Stalled legislative momentum. Despite Trump’s pro-crypto stance and earlier optimism, which drove the BTC rally, progress on industry-friendly legislation has stalled in Congress, and adoption/utility as a US payment method remains limited.
Additionally, Bitcoin’s short-term outlook remains uncertain. According to Polymarket, the world’s largest prediction market, there is speculation that BTC could decline to $60,000 before recovering. Unlike options and futures markets, which are structurally linked to underlying securities through mathematical relationships, Polymarket operates as a conceptual platform, a marketplace based on collective predictions rather than direct security ownership. As a result, platforms like Polymarket can affect BTC’s price dynamics without any associated asset holdings.
The process of valuing BTC has become more intricate for investors. With more digital assets and exchanges now available, Bitcoin is no longer the only investment choice in the crypto space. Since 2016, the market has diversified, offering several alternatives that mirror Bitcoin’s core functions, such as peer-to-peer transactions, cross-border payments, and currency conversion. This raises questions about the benefit of holding an asset like BTC, especially when it may have lost its uniqueness and depends on mechanisms like scheduled halvings or “forks” to support its valuation. For Bitcoin’s price to increase as a store of value, both institutional and retail investors must continue to trust and maintain their holdings, a consensus that sustains potential upward movement as long as belief in BTC’s value endures.

▸ **Required task**: Continue the passage on Bitcoin's price outlook and valuation from its last sentence.

▸ **Data provided**:
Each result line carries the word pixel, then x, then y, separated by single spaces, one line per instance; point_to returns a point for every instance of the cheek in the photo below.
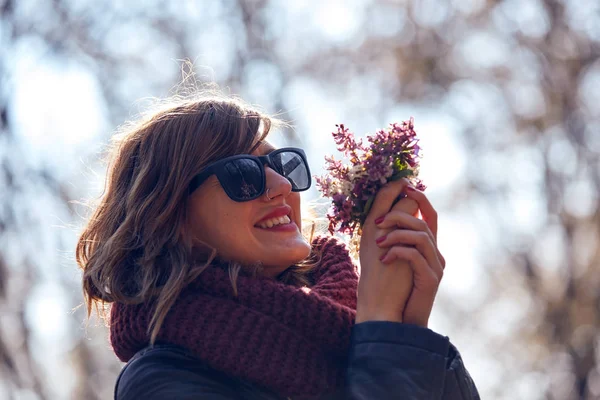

▸ **Task result**:
Second, enter Strategy Inc. (NASDAQ: MSTR).
Originally the company was a business intelligence (BI) and analytics software provider. It has evolved and now develops cloud-native, AI-powered enterprise analytics platforms (like Strategy ONE) that help organizations visualize data, create reports, build mobile apps, and make data-driven decisions. It competes with tools from companies like SAP, IBM Cognos, and Oracle in the BI space, serving thousands of global customers with subscription-based and licensing models. However, since 2020, Strategy has transformed dramatically by adopting an aggressive Bitcoin treasury strategy. Under Michael Saylor’s leadership, the company began using its balance sheet (and raising capital through equity offerings, convertible notes, and other instruments) to accumulate Bitcoin as a primary reserve asset, positioning itself as the world’s first and largest “Bitcoin Treasury Company” and the biggest corporate holder of BTC.
From what we can tell, as of this writing, Strategy holds approximately 713,502 Bitcoin (about 3.4% of Bitcoin’s total supply of 21 million), acquired at an average cost of around $76,052 per BTC (total cost basis ~$54.26 billion).
According to published reports, these BTC holdings dominate investor sentiment and the company’s enterprise value, far outweighing its traditional software business revenue, which remains in the hundreds of millions annually but is secondary in shareholder focus.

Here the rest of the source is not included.